- _AUSGEWÄHLTER AUSZUG_
........

Mögt ihr Tier Lists?

  Ralf Hersel   Lesezeit: 4 Minuten  🗪 5 Kommentare

Chris Titus Tech bewertet in diesem Tier List Video GNU/Linux-Distributionen ganz speziell. Es gibt sogar den Devil-Tier.

mögt ihr tier lists?

Manche kratzen sich verlegen am Kopf, weil sie nicht wissen, was Tier Listen sind. Nun, wenn ihr in den Zoo geht, schreibt ihr euch vorher eine Liste der Tiere auf, die ihr sehen möchtet; oder etwa nicht? Bullshit, eine 'tier list' ist eine Kategorisierung von Elementen nach dem Geschmack einer bestimmten Person. In der FLOSS-Blase sind das oft GNU/Linux-Distributionen, wobei die Tiers (also die Schichten, oder Einordnungsstufen) ganz im Ermessen der Erstellerin der Liste stehen.

Im Titelbild seht ihr eine Tier-List von Chris Titus Tech, in der 40 GNU/Linux-Distribution in sieben Kategorien eingeordnet werden. Tier-Listen werden in der Regel in Videos vorgestellt, damit der Autor die Gründe nennen kann, warum eine bestimmte Distro in einer der Kategorien landet. Dabei wird ein Spannungsbogen gespannt, weil sich die endgültige Tier-Liste im Laufe des Videos entwickelt. Typisch ist auch, dass Symbole für die Einordnung verwendet werden

Manche von euch haben schon viele dieser Tier-List-Videos gesehen. Das Besondere an diesem Video ist die Menge der Distributionen und die Auswahl der Kategorien (Tiers). Hervorzuheben sind die Kategorie 'Devil', mit der Chris auf das aktuelle Geschehen rund um die Red Hat Affäre eingeht und Canonical wegen Snaps only abstraft. Zudem wirft er sehr viele Distros in die Kategorie 'Pointless' (nutzlos), was vielen Anwender:innen sauer aufstossen wird.

........

Datensätze zur Positionsannotation
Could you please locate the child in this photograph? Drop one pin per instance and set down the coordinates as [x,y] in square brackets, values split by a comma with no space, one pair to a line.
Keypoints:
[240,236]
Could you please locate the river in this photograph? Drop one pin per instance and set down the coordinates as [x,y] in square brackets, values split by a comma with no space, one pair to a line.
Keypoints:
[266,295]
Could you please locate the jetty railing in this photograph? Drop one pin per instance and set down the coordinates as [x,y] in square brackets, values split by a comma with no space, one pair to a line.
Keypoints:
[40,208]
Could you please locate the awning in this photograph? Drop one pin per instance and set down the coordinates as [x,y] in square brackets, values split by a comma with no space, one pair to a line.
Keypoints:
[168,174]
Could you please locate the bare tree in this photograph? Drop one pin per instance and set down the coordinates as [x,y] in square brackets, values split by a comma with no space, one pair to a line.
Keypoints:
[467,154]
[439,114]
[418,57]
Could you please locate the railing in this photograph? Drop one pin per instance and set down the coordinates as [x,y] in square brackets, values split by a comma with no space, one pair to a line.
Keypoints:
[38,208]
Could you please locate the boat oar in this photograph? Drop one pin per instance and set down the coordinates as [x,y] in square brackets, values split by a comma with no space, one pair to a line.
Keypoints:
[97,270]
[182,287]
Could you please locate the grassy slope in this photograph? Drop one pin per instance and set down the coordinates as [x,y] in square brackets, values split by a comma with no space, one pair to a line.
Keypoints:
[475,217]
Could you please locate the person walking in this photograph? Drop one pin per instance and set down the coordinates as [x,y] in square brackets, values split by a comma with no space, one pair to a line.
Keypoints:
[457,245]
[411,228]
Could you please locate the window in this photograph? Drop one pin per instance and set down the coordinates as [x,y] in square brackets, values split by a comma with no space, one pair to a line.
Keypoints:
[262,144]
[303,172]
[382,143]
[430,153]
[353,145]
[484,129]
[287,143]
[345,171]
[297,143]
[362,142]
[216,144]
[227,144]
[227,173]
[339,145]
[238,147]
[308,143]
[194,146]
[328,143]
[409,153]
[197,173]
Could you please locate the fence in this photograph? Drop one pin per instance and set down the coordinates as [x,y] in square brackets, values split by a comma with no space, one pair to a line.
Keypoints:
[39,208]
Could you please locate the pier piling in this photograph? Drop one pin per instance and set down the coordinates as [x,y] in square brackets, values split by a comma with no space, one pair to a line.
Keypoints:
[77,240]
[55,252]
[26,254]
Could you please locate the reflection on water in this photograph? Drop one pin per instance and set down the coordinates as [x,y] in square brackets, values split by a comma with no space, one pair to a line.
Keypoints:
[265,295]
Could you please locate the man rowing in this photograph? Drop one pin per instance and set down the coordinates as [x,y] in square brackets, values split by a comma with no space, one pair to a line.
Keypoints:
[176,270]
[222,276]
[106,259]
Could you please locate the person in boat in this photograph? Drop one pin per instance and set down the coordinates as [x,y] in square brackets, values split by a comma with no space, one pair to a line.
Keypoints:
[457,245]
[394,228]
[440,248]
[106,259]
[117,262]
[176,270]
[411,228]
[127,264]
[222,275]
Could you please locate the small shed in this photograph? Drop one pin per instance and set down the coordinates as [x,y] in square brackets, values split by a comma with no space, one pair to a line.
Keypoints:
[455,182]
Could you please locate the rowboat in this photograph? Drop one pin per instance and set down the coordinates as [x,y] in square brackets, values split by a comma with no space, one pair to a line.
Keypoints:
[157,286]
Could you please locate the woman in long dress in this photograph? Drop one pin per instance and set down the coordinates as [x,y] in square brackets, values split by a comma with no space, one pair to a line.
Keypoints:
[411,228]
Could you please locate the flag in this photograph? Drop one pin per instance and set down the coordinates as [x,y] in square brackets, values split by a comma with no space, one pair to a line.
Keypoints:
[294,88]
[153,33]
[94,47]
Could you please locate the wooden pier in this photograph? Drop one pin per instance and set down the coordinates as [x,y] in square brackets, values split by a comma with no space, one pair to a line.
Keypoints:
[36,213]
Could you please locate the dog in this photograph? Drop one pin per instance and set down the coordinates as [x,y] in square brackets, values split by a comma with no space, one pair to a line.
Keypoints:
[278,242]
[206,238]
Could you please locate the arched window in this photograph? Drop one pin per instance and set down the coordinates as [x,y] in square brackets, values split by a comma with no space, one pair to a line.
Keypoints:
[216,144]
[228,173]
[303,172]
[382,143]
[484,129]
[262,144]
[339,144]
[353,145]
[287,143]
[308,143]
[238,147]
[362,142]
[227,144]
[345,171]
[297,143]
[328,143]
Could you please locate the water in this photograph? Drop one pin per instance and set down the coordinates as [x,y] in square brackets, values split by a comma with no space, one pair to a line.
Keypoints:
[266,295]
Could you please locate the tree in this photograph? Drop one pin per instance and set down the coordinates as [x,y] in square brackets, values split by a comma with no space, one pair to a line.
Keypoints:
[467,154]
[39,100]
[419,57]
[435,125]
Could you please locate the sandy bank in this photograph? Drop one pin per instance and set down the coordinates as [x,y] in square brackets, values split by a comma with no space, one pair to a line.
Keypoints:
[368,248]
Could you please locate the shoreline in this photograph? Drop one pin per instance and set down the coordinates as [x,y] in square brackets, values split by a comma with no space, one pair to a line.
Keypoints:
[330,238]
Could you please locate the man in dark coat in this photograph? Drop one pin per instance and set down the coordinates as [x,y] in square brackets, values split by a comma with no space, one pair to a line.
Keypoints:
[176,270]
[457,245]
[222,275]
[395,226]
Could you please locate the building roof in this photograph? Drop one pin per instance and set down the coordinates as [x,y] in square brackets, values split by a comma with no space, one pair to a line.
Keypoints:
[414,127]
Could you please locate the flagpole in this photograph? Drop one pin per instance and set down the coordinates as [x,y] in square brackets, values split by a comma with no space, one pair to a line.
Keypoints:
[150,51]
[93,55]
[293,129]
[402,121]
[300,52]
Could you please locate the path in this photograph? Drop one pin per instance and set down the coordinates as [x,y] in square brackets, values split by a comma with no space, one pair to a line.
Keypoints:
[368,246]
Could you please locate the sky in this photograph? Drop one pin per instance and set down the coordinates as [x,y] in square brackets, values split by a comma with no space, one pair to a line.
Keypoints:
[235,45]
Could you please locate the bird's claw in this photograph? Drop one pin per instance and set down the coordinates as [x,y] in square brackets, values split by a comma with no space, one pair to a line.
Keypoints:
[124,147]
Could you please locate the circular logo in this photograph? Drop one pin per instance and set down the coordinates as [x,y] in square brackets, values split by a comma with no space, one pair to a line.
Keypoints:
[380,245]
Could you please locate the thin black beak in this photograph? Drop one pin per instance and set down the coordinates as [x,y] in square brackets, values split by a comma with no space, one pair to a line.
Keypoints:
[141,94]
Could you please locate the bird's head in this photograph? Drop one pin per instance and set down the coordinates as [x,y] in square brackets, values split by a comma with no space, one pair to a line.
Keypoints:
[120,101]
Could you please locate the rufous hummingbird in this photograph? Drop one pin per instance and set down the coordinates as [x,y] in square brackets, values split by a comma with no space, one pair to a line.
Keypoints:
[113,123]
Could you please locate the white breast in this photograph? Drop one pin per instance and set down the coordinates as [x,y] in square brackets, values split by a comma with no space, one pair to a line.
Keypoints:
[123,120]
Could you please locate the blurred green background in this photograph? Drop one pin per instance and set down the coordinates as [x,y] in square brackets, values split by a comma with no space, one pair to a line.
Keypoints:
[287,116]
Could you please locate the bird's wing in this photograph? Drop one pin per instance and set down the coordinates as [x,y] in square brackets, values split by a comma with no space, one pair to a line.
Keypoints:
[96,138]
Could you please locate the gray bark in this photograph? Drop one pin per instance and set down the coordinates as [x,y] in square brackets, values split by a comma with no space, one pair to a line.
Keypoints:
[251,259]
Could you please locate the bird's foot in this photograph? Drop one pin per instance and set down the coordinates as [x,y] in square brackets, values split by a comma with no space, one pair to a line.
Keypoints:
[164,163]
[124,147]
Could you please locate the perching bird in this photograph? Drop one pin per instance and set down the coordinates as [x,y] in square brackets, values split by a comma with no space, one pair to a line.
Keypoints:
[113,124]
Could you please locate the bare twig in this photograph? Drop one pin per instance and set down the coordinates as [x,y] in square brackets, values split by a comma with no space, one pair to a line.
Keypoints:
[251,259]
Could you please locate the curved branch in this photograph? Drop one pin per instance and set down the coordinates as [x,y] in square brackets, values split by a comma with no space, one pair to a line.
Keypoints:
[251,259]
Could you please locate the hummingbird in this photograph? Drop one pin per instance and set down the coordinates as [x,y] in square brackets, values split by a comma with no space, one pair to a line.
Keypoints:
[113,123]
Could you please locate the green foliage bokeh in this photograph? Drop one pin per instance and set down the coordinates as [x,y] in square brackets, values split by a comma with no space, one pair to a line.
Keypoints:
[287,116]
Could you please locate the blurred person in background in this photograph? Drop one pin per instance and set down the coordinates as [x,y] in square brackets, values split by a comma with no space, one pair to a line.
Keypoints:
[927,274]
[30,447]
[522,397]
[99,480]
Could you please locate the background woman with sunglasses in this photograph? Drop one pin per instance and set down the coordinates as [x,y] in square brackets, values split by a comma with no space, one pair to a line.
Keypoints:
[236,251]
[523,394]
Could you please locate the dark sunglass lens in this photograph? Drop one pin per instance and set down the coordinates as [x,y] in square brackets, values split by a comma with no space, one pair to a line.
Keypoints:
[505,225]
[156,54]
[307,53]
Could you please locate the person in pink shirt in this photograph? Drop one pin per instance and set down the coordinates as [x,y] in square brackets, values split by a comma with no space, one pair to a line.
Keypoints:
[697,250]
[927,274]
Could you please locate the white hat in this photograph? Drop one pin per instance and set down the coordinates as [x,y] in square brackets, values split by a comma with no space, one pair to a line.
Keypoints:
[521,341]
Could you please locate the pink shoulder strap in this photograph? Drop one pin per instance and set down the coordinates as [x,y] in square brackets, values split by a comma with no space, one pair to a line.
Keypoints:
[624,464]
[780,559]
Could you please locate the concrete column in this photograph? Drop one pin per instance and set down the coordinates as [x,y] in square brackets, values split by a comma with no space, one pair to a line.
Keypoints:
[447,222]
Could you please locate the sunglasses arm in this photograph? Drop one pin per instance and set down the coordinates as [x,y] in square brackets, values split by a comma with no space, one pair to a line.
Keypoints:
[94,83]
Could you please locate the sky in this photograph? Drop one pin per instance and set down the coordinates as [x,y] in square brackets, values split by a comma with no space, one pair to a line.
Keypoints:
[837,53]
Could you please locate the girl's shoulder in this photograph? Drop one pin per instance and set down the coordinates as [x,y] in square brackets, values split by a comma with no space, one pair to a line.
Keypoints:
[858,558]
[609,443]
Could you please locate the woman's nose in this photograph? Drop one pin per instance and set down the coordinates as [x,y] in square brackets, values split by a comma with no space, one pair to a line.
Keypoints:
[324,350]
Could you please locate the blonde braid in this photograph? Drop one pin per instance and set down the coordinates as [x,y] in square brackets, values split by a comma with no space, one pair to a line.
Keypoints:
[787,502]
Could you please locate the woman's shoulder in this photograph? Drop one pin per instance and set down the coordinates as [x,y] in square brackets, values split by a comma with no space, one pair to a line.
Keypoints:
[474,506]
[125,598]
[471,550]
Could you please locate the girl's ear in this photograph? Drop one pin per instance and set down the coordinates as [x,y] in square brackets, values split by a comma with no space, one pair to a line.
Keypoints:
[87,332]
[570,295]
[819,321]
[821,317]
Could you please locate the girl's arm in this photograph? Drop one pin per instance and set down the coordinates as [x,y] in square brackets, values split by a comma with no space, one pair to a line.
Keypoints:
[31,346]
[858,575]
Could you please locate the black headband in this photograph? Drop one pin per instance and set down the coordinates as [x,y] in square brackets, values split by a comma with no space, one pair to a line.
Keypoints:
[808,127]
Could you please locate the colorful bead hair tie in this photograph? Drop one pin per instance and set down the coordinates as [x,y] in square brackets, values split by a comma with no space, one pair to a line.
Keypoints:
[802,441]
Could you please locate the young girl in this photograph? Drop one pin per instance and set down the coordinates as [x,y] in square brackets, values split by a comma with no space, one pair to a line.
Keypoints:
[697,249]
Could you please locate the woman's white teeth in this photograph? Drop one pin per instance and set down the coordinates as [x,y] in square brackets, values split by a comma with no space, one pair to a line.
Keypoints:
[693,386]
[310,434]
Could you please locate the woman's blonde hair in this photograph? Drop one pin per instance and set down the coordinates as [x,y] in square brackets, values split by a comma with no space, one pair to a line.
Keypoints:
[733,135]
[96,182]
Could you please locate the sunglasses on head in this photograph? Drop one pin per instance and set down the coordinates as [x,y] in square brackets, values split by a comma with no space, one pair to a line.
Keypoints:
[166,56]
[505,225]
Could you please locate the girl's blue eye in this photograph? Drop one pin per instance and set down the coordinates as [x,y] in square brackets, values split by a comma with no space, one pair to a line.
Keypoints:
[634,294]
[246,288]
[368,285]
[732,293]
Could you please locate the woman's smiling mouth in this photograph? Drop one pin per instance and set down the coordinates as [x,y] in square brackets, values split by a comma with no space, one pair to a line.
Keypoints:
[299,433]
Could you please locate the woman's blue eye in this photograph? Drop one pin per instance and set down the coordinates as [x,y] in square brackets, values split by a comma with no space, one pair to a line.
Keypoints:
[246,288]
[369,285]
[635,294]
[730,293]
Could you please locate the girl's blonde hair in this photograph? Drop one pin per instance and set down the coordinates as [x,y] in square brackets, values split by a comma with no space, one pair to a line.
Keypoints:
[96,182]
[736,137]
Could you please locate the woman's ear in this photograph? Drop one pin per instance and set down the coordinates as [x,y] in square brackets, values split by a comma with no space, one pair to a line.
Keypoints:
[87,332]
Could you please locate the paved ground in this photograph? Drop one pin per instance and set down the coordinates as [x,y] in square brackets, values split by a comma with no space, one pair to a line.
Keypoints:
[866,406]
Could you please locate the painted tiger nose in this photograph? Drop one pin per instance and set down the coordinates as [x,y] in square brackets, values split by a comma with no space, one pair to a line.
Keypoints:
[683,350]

........

- _GESTELLTE AUFGABE A_
Ermitteln Sie die Anzahl der Zeilen in den Datensätzen, die die Zeichenfolge „water“ enthalten, und geben Sie ausschließlich diese Zahl an.
- _GESTELLTE AUFGABE B_
Führen Sie den Text über Tier Lists zu GNU/Linux-Distributionen im Anschluss an seinen letzten Satz weiter.

- _ERGEBNIS DER ÜBUNG A_
2

- _ERGEBNIS DER ÜBUNG B_
Die Kategorie 'Devil' kann man als temporären Spass im Sommerloch deuten. Hintergründiger ist jedoch die Kategorie 'Pointless', weil damit die Grundsatzfrage nach der Distributionsvielfalt angesprochen wird. Chris argumentiert so (paraphrasiert):

Forks, Kopien und Distros, die nur eine eigene Auswahl an Anwendungen hinzufügen, welche man selbst in Debian oder Arch hinzufügen kann. Talentierte Entwickler sollten die Upstream-Distros unterstützten, statt ihre Kraft in ein Derivat mit minimalen Unterschieden zu stecken.

Dieser Ansicht möchte ich energisch widersprechen. Vielleicht gibt es einige wenige Distributionen, die keinen Mehrwert zum Distro-Universum hinzufügen, doch die meisten, die Chris in den 'Pointless' Tier gezogen hat, bieten eben doch Alleinstellungsmerkmale, die von manchen Anwender:innen geschätzt werden. Seien es auch nur kleinere Anpassungen, die den grossen Unterschied machen. Als Beispiel möchte ich Manjaro nennen (ja, auch weil ich selbst Manjaro-User bin). Seine Argumente, warum Manjaro 'pointless' ist, sind:

  • Anfänger installieren AUR-Pakete und zerstören damit ihre Installation. Mein Gegenargument: AUR ist im Paketmanager von Manjaro nicht aktiviert. Wer AUR einschaltet, sollte wissen, welche Konsequenzen das hat. Ich verwende AUR-Pakete sporadisch, und habe mir damit in den letzten Jahren noch nie das System zerschossen.
  • Pacman -Syu hat bei Chris 2019 das System lahmgelegt. Mein Gegenargument: wo steht geschrieben, dass man Manjaro mit 'pacman -Syu' updaten soll? Ausserdem gibt er selbst zu, dass er die Release Notes nicht gelesen hat.
  • Dann sagt er, wenn man eine solche Expertise benötigt, um ein Update einer Distribution machen zu können, sollte man doch besser das Original Arch Linux verwenden. Mein Gegenargument: Arch und Manjaro sind völlig unterschiedliche Distributionen. Das fängt schon beim Release-Modell und den Repositories an. Manjaro ist nicht 'rolling', sondern 'curated rolling'. Manjaro verwendet eigene Repositories, die zwar auf den Arch-Repos aufbauen, Änderungen aber eine Weile zum Testen zurückhalten. Ausserdem ist Manjaro in Bezug auf die Benutzungsfreundlichkeit in vielen Teilen auf Anwender:innen mit einer durchschnittlichen Erfahrung ausgelegt, während sich Arch Linux immer noch an Profis richtet.

Bei den weiteren Distributionen, die Chris als 'nutzlos' bewertet, könnte ich genauso viele Gegenargumente anbringen, die die Existenz dieser Distros rechtfertigen.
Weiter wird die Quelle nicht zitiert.